(DATA LISTING begins)

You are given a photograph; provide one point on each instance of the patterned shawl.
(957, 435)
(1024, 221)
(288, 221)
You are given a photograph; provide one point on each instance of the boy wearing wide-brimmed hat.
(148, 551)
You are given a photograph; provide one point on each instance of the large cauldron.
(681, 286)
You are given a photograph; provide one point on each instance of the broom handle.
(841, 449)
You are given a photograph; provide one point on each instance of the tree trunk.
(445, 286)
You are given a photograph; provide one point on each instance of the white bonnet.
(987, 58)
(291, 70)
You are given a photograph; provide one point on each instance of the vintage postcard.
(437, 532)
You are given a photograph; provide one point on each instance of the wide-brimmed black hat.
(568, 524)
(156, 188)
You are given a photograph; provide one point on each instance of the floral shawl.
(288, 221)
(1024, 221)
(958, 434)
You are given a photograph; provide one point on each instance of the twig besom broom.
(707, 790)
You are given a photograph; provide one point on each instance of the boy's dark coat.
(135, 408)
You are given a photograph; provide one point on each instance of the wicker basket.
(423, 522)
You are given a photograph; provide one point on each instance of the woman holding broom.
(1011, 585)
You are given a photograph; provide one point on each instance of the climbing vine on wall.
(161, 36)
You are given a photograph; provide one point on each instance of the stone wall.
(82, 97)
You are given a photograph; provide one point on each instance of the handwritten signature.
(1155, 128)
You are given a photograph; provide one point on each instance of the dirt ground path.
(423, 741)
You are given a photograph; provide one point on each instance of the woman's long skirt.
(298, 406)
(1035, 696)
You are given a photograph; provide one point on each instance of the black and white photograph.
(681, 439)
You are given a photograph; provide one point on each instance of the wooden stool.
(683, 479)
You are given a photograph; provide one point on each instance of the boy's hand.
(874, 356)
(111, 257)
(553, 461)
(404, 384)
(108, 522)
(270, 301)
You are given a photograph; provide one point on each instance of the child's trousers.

(DATA LISTING ends)

Write each record above out again exactly as it reads.

You are given a photograph; provide one point on each instance of the patterned shawl.
(957, 435)
(1024, 221)
(288, 221)
You are given a photograph; provide one point on each instance of the boy wearing wide-brimmed hat.
(148, 551)
You are given a photograph; provide one point on each instance of the large cauldron.
(681, 286)
You are given a photograph; provide one point on each instance of the broom handle.
(841, 449)
You are given a photograph; provide one point on each instance of the tree trunk.
(445, 286)
You are given a photograph; provide one point on each instance of the white bonnet.
(987, 58)
(291, 70)
You are given a photograph; provide one point on each instance of the vintage postcard.
(437, 532)
You are given a photograph; provide one point on each instance of the wide-brimmed black hat.
(568, 524)
(156, 188)
You are given a photograph; provide one point on each instance of the floral shawl.
(288, 221)
(1024, 221)
(958, 434)
You are given a photograph; provide one point on each instance of the twig besom broom.
(707, 790)
You are given a photograph; provide one point on each instance of the boy's dark coat.
(135, 408)
You are given a photograph; provide one point on each instance of the wicker basket.
(423, 522)
You are given a photograph; provide one point on each instance of the woman holding broom.
(1011, 585)
You are given a photograph; provide one point on each instance of the climbing vine on wall.
(161, 36)
You are given a photograph; provide one point on each instance of the stone wall.
(82, 97)
You are given a photograph; provide one point on each instance of the handwritten signature.
(1155, 128)
You are given a photograph; provide one point on each instance of the dirt ground path.
(423, 741)
You are given a photograph; provide one point on each instance of the woman's long skirt.
(298, 406)
(1035, 696)
You are given a photograph; provide one point on each instance of the black and white photograph.
(681, 439)
You are given a photograph; provide one point on each instance of the wooden stool.
(683, 479)
You are given a photograph; provide one point on each instance of the boy's hand.
(874, 356)
(111, 257)
(553, 461)
(404, 384)
(108, 522)
(270, 301)
You are given a photograph; provide one point on each instance of the child's trousers.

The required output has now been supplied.